(Work task A)
In the passage on NSF research news, how many patients did the researchers screen by studying tissue taken from an area next to the pancreas?
(Work task B)
Continue the passage on NSF research news from its final sentence, before the listing begins.

Pancreatic cancer is so deadly, in part, because early detection is so difficult. The pancreas can become dangerously inflamed if examined directly, so routine inspections for at-risk patients are usually not an option. By studying tissue extracted from an area adjacent to the pancreas, the researchers were able to screen all 51 patients with little risk of inflammation or other complications.

The results build upon prior studies with colon cancer and support the "field effect" hypothesis that suggests initial cancer stages, even pre-cancerous lesions, can cause minute, potentially detectable changes throughout an entire organ. If similar results are found in other organs, the effect could have broad impact in the timely treatment of breast and lung cancer. For more on this new diagnostic tool, see NSF's press release.

What do a portable imaging device, a material for cardiac stents and a process for creating strong and flexible plastics have in common? All are inventions that have been developed by trainees in NSF's Integrative Graduate Education and Research Traineeship Program (IGERT).

(Entries drawn from a collection)

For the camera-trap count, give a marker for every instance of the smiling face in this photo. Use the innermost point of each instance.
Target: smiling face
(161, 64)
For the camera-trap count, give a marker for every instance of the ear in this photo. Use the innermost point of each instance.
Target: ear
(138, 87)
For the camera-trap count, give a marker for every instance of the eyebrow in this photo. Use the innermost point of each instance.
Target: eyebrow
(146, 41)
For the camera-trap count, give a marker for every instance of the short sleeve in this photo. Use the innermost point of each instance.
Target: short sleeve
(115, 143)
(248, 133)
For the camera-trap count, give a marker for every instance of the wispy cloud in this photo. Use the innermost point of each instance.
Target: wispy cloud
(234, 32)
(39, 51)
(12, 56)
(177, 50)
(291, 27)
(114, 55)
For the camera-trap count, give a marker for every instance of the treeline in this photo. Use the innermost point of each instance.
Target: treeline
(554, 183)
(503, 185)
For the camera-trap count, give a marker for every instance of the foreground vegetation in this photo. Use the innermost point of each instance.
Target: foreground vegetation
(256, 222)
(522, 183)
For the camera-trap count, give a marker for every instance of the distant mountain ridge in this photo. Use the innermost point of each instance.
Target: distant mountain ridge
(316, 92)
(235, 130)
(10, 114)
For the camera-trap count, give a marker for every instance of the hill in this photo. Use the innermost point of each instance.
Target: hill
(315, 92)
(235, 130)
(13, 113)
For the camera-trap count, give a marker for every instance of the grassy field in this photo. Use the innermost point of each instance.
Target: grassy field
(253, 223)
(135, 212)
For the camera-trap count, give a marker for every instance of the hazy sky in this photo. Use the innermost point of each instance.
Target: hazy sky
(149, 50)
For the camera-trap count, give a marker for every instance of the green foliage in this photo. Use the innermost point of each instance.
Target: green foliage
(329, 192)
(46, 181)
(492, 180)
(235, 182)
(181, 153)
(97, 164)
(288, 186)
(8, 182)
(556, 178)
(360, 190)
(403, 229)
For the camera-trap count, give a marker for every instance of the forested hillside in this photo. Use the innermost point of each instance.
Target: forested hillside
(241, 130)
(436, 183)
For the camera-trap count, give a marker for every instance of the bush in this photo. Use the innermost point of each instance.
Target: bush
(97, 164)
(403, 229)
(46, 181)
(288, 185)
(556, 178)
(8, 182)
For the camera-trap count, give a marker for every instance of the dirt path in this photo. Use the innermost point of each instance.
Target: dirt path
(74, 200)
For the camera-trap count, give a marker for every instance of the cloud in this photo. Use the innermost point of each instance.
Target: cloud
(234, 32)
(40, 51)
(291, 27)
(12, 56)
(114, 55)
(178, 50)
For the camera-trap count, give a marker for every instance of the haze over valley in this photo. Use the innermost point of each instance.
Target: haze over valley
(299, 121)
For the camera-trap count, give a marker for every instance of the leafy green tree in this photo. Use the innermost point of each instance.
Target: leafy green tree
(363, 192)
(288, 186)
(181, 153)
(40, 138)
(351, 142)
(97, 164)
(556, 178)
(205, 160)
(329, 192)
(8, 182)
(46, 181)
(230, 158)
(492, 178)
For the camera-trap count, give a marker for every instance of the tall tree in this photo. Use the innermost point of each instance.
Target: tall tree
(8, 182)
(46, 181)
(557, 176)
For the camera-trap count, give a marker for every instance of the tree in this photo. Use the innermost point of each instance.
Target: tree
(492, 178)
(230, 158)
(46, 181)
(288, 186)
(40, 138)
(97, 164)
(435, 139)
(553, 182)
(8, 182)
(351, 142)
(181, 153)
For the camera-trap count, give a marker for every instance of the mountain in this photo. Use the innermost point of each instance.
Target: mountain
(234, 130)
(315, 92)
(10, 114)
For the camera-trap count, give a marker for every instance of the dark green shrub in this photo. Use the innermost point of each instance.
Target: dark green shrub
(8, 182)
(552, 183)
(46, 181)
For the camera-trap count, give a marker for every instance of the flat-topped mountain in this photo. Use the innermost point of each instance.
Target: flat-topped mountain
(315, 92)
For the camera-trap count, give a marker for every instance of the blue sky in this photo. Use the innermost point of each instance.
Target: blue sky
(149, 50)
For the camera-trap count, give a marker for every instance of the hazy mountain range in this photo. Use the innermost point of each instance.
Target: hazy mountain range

(Task result A)
All 51 patients.

(Task result B)
IGERT, an NSF-wide program that educates Ph.D.-level U.S. scientists and engineers who will pursue careers in research and education, brings together interdisciplinary backgrounds, deep knowledge in chosen disciplines, and technical, professional and personal skills.

Since its inception in 1998, NSF has granted a total of 196 IGERT awards. The awards enable universities to offer stipend support and tuition allowances to graduate students to engage in research and educational training in critical interdisciplinary areas of science and engineering.

Read NSF's "Young Inventors' Research Transforms the Marketplace" for more on the benefits of IGERT awards.

The National Science Board recently approved a resolution authorizing NSF to fund the acquisition and deployment of the world's most powerful "leadership-class" supercomputer. This "petascale" system is expected to make arithmetic calculations at a sustained rate in excess of a sizzling 1,000-trillion operations per second (a "petaflop" per second) to help investigators solve some of the world's most challenging science and engineering research problems. The University of Illinois at Urbana-Champaign will receive $208 million over 4.5 years to make available a petascale computer, "Blue Waters," which is 500 times more powerful than today's typical supercomputers.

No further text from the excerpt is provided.